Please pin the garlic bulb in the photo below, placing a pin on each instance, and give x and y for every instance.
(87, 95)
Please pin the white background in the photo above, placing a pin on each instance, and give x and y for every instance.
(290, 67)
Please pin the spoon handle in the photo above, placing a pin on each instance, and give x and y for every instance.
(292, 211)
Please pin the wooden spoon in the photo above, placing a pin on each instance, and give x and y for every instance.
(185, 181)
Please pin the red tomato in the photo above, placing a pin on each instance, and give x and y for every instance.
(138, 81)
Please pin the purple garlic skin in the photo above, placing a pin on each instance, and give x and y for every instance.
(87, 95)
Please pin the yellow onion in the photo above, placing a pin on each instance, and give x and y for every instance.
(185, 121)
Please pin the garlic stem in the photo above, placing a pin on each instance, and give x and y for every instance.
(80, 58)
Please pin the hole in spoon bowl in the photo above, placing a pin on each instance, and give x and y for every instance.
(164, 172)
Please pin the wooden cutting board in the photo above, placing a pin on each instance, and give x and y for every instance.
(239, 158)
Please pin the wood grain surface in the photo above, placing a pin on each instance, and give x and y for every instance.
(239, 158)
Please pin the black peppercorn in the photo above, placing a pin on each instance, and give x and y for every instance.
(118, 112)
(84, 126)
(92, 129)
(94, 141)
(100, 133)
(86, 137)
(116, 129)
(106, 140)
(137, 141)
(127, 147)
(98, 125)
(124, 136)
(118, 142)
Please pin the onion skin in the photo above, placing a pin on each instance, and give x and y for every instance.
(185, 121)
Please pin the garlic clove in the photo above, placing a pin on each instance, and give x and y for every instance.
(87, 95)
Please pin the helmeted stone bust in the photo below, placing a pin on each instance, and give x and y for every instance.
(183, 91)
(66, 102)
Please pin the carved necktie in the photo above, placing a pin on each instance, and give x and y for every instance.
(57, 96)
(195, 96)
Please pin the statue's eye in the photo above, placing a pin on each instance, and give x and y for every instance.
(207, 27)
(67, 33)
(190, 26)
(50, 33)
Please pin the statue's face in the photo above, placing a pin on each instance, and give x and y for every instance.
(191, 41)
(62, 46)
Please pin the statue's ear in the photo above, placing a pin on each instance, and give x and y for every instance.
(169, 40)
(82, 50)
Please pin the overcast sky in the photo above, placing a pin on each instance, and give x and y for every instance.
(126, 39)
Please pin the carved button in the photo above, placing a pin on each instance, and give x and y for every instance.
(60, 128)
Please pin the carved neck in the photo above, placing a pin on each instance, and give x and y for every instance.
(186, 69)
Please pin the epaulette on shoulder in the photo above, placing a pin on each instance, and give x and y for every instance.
·····
[WHAT TO DO] Repeat only the tail of the entries, exactly: the line containing "Please pin the wood grain" and every line after it, to the end.

[ANSWER]
Please pin the wood grain surface in the photo above, placing a pin on each instance, and give x and y for every instance.
(239, 158)
Please pin the black peppercorn in the photo above, placing a pin on each instance, and give x and y for every instance.
(118, 112)
(84, 126)
(92, 129)
(94, 141)
(100, 133)
(86, 137)
(116, 129)
(106, 140)
(137, 141)
(127, 147)
(98, 125)
(124, 136)
(118, 142)
Please pin the onion skin in the photo above, placing a pin on each instance, and give x and y for every instance.
(185, 121)
Please pin the garlic clove in the photo above, placing a pin on each instance, and give x and y for every instance.
(87, 95)
Please pin the helmeted stone bust in the photo below, placing a pin on each instance, and give x and y for every instance.
(183, 91)
(66, 102)
Please pin the carved necktie in the photo above, placing a pin on each instance, and give x and y for every instance.
(57, 96)
(195, 96)
Please pin the statue's eye in the photo above, placing a pin on each instance, and give x and y for every instance.
(207, 27)
(67, 33)
(190, 26)
(50, 33)
Please pin the statue's face in the photo above, placing a pin on each instance, and give x and y for every instance.
(191, 41)
(62, 46)
Please pin the statue's ear in the photo above, placing a pin on each instance, and give x and y for every instance.
(169, 40)
(82, 50)
Please pin the overcast sky in the photo above, placing a pin on each instance, and give x and y for every instance.
(126, 39)
Please pin the carved button in the photo above, placing a pin on each instance, and give x and y for every instance.
(60, 128)
Please pin the carved neck in the photo above, placing a pin on each instance, and give x and y for every instance.
(186, 69)
Please pin the epaulette on shoulder in the photo above, placing a pin on each instance, and give x and y for every instance.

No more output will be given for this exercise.